Can you arrange all of the data below as a numbered list, leaving out any blank lines?

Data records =
'''

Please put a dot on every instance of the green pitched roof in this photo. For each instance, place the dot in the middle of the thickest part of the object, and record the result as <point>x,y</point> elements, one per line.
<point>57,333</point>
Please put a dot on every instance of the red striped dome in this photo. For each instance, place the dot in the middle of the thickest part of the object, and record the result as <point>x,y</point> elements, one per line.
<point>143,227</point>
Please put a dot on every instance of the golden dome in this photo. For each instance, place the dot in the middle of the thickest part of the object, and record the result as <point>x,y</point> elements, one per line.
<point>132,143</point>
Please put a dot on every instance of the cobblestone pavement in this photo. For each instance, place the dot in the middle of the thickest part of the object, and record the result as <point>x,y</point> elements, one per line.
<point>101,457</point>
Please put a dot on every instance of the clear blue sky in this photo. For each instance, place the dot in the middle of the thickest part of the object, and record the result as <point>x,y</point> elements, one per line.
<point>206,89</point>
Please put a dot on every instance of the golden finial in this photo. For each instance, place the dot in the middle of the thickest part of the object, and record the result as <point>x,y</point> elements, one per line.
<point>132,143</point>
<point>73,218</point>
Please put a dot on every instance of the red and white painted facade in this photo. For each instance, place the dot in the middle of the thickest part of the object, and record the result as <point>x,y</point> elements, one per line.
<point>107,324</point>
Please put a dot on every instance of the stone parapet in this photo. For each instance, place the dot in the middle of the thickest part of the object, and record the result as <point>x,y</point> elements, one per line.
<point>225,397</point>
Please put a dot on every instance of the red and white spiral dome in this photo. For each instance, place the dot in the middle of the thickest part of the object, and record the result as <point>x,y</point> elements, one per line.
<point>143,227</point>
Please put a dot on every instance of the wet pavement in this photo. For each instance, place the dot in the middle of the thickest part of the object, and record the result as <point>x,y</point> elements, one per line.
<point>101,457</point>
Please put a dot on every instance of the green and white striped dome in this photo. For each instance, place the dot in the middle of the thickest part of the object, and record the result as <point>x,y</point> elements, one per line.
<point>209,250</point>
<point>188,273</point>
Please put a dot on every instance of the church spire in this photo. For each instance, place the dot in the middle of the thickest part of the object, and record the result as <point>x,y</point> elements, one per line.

'''

RESPONSE =
1. Please put a dot on every instance of the green pitched roof in this photo. For each instance, place the dot in the middle of the thickest part of the object, and record the result as <point>x,y</point> elements, one per line.
2. <point>57,333</point>
3. Please put a dot on every instance of the red striped dome in this photo. For each instance, place the dot in the middle of the thickest part of the object, and record the result as <point>x,y</point> elements, one per line.
4. <point>143,227</point>
5. Please put a dot on every instance of the golden dome in this photo. For each instance, place the dot in the middle of the thickest part of the object, and record the result as <point>x,y</point> elements, one per line.
6. <point>132,143</point>
7. Please put a dot on every instance of the cobblestone pavement in this photo. For each instance, place the dot in the middle of the thickest part of the object, and record the result as <point>x,y</point> elements, one per line.
8. <point>101,457</point>
9. Please put a dot on every instance of the clear blue sky in this photo. For each instance, place the dot in the middle of the thickest part of the object, and record the result as <point>x,y</point> elements, one per line.
10. <point>206,89</point>
11. Please put a dot on every instance of the golden finial in this photo. For each instance, place the dot in the middle of the thickest part of the object, and record the result as <point>x,y</point> elements, one per line.
12. <point>132,143</point>
13. <point>73,218</point>
14. Please put a dot on every instance of the red and white painted facade in this photo. For each instance, place the dot in the middle of the thickest part of the object, and record the result as <point>x,y</point> elements, one per line.
15. <point>107,324</point>
16. Please put a dot on every instance of the stone parapet in this photo. For each instance, place the dot in the middle of the thickest part of the object, and record the result as <point>x,y</point> elements, one per line.
17. <point>225,397</point>
18. Please put a dot on every instance of the red and white spiral dome in this photo. For each instance, place the dot in the middle of the thickest part of the object, and record the result as <point>x,y</point> elements, one per line.
19. <point>143,227</point>
20. Please put a dot on every instance of the wet pavement in this photo. For each instance, place the dot in the middle of the thickest part of the object, and record the result as <point>x,y</point> elements, one per line.
21. <point>101,457</point>
22. Please put a dot on every instance of the green and white striped dome in this photo. For each instance, place the dot in the middle of the thickest part of the object, and record the result as <point>x,y</point> elements, one per line.
23. <point>209,250</point>
24. <point>188,273</point>
25. Please put a dot on every instance of the church spire in this photo. For each instance, place the dot in the middle of the thickest part of the object, and record the result as <point>x,y</point> elements, one per line.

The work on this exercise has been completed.